Point placement data
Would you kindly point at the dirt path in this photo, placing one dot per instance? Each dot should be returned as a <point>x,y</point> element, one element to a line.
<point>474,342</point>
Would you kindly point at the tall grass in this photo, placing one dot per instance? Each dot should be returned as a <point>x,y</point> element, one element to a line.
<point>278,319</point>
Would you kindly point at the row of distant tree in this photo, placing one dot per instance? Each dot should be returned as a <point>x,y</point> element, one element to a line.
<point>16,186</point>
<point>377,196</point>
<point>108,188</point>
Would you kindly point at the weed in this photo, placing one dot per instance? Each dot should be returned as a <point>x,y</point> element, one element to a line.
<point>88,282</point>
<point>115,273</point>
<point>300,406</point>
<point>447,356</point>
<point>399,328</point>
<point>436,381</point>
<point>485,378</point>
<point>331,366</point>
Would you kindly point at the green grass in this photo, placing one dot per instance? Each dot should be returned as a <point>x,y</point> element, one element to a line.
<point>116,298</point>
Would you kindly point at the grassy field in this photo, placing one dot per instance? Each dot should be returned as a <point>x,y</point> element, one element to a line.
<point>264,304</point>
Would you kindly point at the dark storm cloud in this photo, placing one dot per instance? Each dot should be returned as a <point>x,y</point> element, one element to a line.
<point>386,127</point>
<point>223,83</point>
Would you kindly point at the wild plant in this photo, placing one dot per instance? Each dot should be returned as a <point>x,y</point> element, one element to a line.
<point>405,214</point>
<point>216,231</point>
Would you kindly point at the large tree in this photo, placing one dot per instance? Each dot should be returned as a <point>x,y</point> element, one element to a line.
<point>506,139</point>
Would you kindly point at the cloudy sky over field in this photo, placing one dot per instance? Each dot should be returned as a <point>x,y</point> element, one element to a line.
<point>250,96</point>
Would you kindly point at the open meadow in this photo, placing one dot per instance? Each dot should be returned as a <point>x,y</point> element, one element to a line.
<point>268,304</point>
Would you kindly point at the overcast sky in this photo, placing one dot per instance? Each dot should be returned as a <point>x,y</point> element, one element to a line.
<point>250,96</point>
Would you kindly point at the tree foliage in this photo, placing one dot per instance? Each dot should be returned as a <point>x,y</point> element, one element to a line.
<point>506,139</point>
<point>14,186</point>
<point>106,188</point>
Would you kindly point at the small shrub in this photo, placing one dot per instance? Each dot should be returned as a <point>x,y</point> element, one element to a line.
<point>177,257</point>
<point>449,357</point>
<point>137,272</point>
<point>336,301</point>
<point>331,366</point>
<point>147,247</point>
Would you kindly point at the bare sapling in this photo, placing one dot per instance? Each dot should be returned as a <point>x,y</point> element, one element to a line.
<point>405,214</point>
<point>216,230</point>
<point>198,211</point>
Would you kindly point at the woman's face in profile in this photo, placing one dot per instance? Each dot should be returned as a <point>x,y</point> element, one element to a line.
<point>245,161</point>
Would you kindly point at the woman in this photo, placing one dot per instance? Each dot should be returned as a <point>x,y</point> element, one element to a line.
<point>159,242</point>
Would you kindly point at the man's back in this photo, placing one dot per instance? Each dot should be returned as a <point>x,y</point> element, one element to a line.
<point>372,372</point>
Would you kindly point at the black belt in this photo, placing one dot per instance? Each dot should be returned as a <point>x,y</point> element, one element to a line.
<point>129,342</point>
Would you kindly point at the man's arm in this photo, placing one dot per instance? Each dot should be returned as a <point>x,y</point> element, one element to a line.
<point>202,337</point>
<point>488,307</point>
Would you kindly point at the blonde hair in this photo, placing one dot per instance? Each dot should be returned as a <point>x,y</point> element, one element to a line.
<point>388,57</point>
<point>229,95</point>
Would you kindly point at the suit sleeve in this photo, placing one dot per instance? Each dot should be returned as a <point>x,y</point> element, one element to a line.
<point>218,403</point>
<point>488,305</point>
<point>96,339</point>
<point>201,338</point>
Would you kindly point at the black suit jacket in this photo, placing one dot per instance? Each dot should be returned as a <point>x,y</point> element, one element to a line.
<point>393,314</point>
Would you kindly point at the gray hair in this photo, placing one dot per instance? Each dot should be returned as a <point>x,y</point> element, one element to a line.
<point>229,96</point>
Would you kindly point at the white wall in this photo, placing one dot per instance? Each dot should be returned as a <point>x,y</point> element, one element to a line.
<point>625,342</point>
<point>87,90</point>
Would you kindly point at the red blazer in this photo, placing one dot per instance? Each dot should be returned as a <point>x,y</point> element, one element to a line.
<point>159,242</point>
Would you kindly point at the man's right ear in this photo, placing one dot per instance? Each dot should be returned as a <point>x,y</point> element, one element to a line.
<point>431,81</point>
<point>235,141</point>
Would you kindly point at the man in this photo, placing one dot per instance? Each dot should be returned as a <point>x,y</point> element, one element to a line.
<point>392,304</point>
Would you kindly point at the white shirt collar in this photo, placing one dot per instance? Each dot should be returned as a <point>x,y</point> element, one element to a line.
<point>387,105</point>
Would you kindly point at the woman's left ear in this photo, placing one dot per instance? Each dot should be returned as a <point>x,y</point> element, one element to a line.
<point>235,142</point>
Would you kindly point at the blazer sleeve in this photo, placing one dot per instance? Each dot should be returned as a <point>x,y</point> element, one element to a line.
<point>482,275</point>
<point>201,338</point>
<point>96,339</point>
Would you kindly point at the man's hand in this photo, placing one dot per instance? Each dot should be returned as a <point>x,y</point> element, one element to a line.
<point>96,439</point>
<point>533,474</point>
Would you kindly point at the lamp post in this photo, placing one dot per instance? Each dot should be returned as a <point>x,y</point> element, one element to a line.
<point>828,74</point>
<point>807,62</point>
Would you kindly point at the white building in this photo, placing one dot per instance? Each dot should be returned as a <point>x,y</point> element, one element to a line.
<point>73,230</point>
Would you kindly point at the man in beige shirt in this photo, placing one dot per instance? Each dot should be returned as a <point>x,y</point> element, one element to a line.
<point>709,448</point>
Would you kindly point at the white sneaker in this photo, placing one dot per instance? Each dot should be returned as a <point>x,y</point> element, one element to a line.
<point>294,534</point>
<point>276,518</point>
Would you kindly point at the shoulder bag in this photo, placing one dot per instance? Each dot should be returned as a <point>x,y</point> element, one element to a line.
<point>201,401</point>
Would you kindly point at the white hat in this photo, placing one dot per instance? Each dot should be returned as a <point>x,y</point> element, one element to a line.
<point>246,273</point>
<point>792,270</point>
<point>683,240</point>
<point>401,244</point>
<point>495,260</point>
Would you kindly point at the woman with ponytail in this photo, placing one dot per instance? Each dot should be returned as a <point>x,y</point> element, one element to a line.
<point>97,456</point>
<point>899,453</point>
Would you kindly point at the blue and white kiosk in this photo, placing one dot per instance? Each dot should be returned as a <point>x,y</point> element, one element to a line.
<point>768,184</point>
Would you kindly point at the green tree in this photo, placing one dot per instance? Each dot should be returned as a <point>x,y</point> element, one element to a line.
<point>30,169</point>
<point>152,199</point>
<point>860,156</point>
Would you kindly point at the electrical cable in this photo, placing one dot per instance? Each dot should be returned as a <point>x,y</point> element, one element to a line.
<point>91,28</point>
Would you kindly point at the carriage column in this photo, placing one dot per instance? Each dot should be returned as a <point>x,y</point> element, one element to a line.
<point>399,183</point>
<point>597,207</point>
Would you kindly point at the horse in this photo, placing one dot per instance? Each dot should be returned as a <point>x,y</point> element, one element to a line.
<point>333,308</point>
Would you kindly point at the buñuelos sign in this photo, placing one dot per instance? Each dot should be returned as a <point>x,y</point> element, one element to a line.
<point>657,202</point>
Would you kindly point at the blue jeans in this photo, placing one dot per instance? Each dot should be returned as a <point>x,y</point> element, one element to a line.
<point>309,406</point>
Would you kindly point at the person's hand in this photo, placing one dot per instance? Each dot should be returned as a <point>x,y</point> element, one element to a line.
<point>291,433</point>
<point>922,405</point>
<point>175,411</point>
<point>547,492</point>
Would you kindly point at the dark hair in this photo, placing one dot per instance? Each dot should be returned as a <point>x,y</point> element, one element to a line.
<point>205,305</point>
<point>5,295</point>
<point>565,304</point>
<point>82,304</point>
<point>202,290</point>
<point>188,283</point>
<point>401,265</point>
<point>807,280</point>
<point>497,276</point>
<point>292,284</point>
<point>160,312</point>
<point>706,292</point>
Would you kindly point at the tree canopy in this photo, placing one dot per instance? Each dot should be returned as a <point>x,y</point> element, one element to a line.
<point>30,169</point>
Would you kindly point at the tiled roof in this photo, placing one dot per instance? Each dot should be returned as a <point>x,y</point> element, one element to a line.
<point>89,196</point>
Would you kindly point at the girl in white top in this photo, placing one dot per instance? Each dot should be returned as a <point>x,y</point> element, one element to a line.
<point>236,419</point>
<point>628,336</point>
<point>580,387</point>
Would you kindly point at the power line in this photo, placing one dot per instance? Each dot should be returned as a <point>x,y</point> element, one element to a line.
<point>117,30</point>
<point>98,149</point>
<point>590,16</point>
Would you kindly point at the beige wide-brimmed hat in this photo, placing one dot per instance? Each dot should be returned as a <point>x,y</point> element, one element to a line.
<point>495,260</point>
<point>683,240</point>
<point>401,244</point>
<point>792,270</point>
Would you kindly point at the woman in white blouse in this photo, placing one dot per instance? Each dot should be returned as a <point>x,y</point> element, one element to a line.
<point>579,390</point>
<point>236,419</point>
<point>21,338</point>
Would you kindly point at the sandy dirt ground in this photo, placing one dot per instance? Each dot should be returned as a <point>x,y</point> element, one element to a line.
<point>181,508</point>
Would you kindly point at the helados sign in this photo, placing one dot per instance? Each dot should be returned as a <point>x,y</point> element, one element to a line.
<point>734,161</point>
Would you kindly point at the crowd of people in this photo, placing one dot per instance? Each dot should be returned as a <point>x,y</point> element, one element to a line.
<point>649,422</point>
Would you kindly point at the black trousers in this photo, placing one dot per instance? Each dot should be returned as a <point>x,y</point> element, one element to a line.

## PROBLEM STATEMENT
Offset every coordinate in the answers by 39, rewriting the data above starting at its first line and going on through the line with "<point>474,342</point>", requests included, and leaving out everything after that line.

## SOLUTION
Would you kindly point at the dirt path in this photo, placing one dot per instance? Each dot should be returned as a <point>x,y</point> element, one element to a line.
<point>513,381</point>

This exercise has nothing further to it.